— start Records for this exercise —
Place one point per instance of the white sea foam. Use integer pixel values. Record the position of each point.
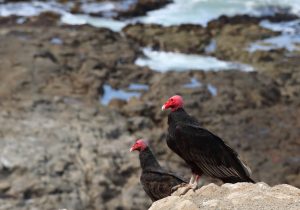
(99, 22)
(167, 61)
(202, 11)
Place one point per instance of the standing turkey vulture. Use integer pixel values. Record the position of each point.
(156, 182)
(203, 151)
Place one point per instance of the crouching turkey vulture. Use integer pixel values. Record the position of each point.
(156, 182)
(204, 152)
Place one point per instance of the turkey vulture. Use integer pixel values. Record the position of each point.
(204, 152)
(156, 182)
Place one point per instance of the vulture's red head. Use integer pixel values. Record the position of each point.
(139, 145)
(173, 103)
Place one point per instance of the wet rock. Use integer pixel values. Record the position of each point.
(183, 38)
(141, 7)
(230, 196)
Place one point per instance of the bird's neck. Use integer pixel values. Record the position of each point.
(147, 160)
(177, 116)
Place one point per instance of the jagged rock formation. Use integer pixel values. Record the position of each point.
(233, 196)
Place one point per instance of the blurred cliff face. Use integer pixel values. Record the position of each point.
(60, 147)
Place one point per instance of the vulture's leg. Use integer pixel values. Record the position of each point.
(191, 185)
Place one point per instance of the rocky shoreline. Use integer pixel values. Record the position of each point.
(61, 148)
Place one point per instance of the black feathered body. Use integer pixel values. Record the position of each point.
(156, 182)
(203, 151)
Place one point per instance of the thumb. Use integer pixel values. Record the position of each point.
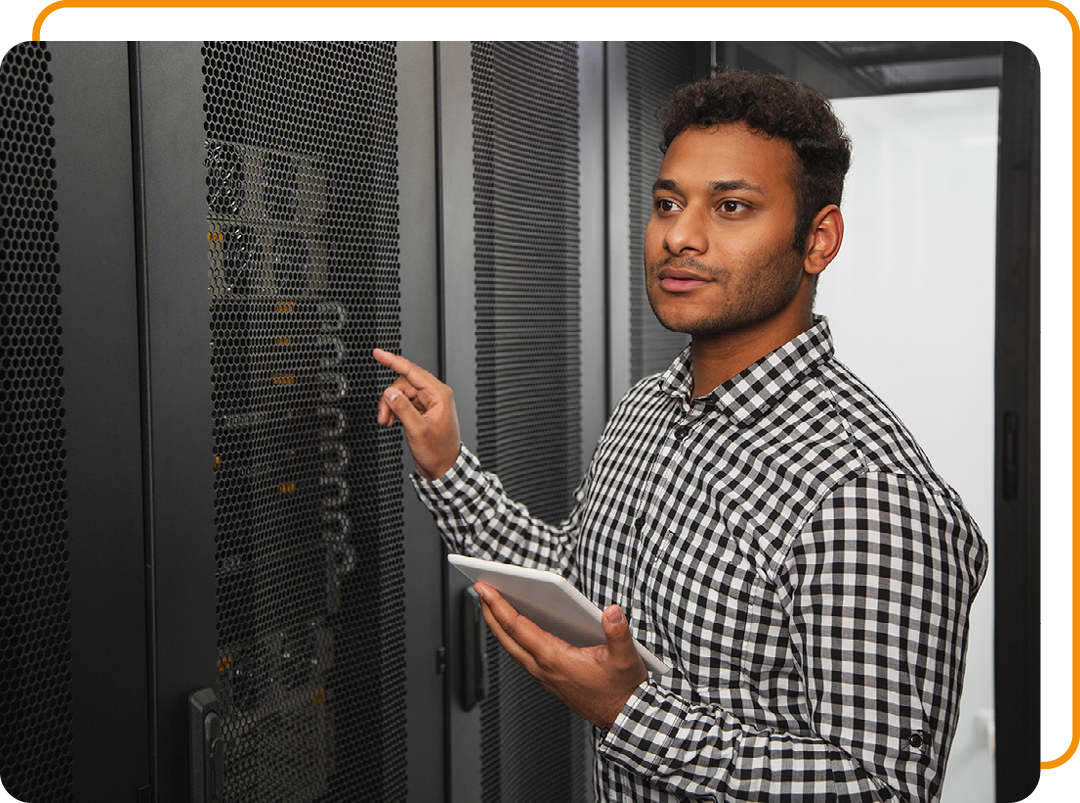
— end Records for this exercise —
◆ Task goal
Retype all of the records above word for word, but leave the pictures out.

◆ Expected answer
Place one point per instance of the white sea foam. Use integer pixel values. Record the position of each point.
(99, 22)
(167, 61)
(202, 11)
Place one point per instance of the standing turkey vulture. Use integer pixel values. Record the position of each point.
(156, 182)
(203, 151)
Place one point per instance of the crouching turkey vulture. Use integer pixel values. Record the position of each point.
(156, 182)
(204, 152)
Place one point per instance of the turkey vulture. Use integer pixel values. Record the position of each point.
(204, 152)
(156, 182)
Place one point per instance of the vulture's red head. Use integer pixel values. Record the position of each point.
(139, 145)
(173, 103)
Place one point per instance of the wet rock. Use integer pixel values. Record the position of each point.
(183, 38)
(141, 7)
(230, 196)
Place one point per instance of the bird's neck. Use integer pixel values. Record the position of each point.
(147, 160)
(177, 116)
Place one point per instance of the jagged rock formation. Use integer pixel values. Record the position of each point.
(233, 196)
Place one point per instance of the blurred cliff face. Use integer pixel values. Record the position of each point.
(60, 147)
Place one point per instance of the vulture's leg. Use integer pixel values. Record the position of each point.
(191, 185)
Place one point per instance of the rocky shoreline. Use integer pixel values. Record the position of each point.
(61, 148)
Place one point per instance of the black feathered body. Use integer pixel values. Record the position of each point.
(156, 182)
(203, 151)
Place one point per instance of the thumb. Use integer pixel values. Record the position of each point.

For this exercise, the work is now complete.